→ Суть задания:
Пожалуйста, измените масштаб только тех строк данных, что идут от самого начала данных до строки с «[115,27,155,81]» включительно: перепишите их целиком, умножив каждую координату рамок на 1,95 и округлив до целого (половину — в большую сторону). Изображения в ответ не включайте.

→ Исходные данные:

───

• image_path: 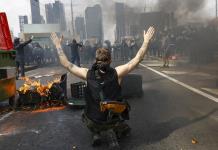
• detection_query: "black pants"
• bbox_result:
[16,61,25,77]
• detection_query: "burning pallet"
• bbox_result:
[18,74,67,107]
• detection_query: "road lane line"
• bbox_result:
[0,111,14,121]
[140,63,218,103]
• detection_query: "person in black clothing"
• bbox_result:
[67,39,82,67]
[14,36,33,79]
[51,27,155,150]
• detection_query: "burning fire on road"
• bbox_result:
[18,74,67,111]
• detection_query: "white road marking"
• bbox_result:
[201,88,218,95]
[0,111,14,121]
[140,64,218,103]
[0,129,40,137]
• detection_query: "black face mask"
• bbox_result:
[93,63,110,76]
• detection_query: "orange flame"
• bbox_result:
[18,77,61,96]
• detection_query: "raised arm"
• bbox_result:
[51,33,88,80]
[115,27,155,81]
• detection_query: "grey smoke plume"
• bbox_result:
[158,0,205,23]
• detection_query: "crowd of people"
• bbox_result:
[15,25,218,78]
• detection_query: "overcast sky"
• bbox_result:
[0,0,215,36]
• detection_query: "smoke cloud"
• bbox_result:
[157,0,205,24]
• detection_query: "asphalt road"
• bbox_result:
[0,62,218,150]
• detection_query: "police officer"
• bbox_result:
[51,27,155,150]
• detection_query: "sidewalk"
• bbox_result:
[142,57,218,97]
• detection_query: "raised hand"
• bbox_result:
[144,27,155,41]
[50,32,61,49]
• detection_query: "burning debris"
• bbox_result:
[18,74,67,109]
[18,77,60,96]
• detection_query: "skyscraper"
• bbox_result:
[53,1,66,31]
[19,16,28,32]
[45,1,66,31]
[30,0,42,24]
[85,5,103,40]
[45,3,55,24]
[75,17,86,40]
[115,3,126,41]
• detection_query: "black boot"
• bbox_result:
[92,134,102,147]
[107,129,120,150]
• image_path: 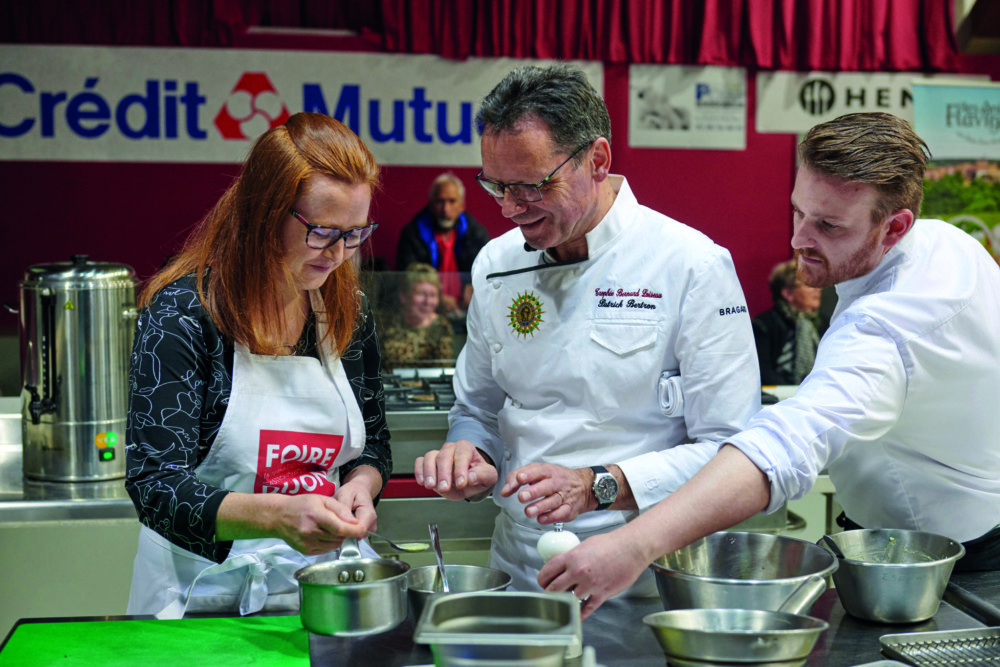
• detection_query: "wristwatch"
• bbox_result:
[590,466,618,510]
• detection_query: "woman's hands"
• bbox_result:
[215,465,382,556]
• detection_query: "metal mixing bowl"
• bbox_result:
[413,591,582,667]
[816,528,965,623]
[406,565,510,622]
[650,531,837,611]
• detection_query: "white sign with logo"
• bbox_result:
[913,79,1000,160]
[0,45,603,166]
[628,65,747,150]
[757,72,978,134]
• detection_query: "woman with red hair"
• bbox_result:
[126,113,392,618]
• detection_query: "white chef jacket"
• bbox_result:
[730,220,1000,542]
[448,176,760,588]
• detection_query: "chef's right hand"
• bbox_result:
[274,493,368,556]
[413,440,498,500]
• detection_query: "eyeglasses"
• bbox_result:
[476,142,593,202]
[288,208,378,250]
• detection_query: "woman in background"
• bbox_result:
[126,113,392,618]
[751,259,827,385]
[381,263,454,370]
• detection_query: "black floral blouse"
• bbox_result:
[125,275,392,563]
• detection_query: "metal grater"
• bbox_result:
[879,628,1000,667]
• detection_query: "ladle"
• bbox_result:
[427,523,451,593]
[823,535,847,560]
[368,530,428,552]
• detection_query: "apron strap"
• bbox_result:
[154,545,309,619]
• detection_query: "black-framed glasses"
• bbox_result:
[476,142,594,202]
[288,208,378,250]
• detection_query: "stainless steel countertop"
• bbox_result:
[0,408,458,535]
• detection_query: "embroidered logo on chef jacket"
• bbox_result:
[509,291,545,338]
[253,429,344,496]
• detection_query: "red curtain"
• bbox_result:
[382,0,958,71]
[0,0,958,72]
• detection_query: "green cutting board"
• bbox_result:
[0,616,309,667]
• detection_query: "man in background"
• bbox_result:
[396,173,490,317]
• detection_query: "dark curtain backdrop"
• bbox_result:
[0,0,958,72]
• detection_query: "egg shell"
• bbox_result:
[538,530,580,563]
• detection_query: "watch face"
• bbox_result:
[594,475,618,502]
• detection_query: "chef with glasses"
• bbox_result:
[415,64,760,595]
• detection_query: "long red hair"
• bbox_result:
[139,113,379,354]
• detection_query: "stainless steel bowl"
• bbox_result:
[406,565,510,621]
[413,592,581,667]
[816,528,965,623]
[650,531,837,611]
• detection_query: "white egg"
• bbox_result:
[538,524,580,563]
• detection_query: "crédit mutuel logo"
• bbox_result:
[214,72,291,140]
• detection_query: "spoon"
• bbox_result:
[823,535,847,560]
[368,530,429,552]
[427,523,451,593]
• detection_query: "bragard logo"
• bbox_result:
[215,72,291,140]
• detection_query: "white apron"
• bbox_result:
[128,292,376,618]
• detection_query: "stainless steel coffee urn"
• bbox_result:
[18,255,137,482]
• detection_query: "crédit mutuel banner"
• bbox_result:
[0,45,603,166]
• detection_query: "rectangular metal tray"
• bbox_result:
[879,628,1000,667]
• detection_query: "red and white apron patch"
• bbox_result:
[253,429,344,496]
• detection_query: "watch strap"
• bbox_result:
[590,466,614,512]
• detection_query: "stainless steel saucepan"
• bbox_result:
[642,576,829,667]
[295,539,410,637]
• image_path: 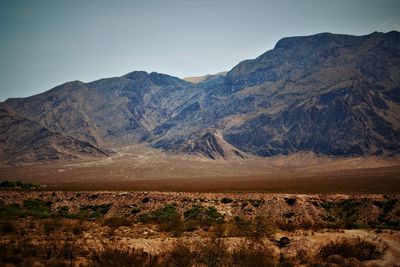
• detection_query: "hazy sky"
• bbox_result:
[0,0,400,101]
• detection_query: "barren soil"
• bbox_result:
[0,146,400,194]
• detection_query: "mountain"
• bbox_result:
[0,103,109,164]
[0,31,400,161]
[183,71,228,83]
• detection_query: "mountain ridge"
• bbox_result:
[0,31,400,165]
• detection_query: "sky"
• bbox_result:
[0,0,400,101]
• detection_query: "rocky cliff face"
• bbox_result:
[1,32,400,162]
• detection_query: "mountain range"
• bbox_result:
[0,31,400,164]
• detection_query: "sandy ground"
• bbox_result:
[0,146,400,194]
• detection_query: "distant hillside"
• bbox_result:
[183,71,228,83]
[0,31,400,162]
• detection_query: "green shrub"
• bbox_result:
[131,207,141,214]
[318,238,383,261]
[90,243,150,267]
[0,180,16,188]
[249,199,264,208]
[103,216,132,228]
[232,242,276,267]
[285,198,297,206]
[0,199,52,219]
[0,220,17,234]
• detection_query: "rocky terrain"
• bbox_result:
[0,192,400,266]
[0,31,400,164]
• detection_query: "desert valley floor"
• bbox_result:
[0,146,400,266]
[0,145,400,194]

───

→ Результат упражнения:
• image_path: 
• detection_query: "black pants"
• bbox_result:
[31,119,49,150]
• detection_query: "burning pallet"
• bbox_result:
[35,144,131,209]
• detection_query: "road lane line"
• bbox_result:
[0,216,27,236]
[273,123,425,201]
• detection_query: "person in black clothing"
• bbox_result:
[131,76,160,131]
[27,70,64,154]
[99,53,302,293]
• detection_query: "burning fire on road"
• bbox_result:
[35,144,131,216]
• detection_query: "white road marking"
• bbox_result:
[392,172,425,185]
[0,216,27,236]
[273,125,425,201]
[0,252,78,267]
• detection_query: "black face mask"
• bbox_result:
[181,123,215,148]
• detection_query: "orange flame"
• bbox_result:
[35,150,119,187]
• detection_query: "raised arm"
• bbox_result:
[99,64,172,156]
[224,53,302,158]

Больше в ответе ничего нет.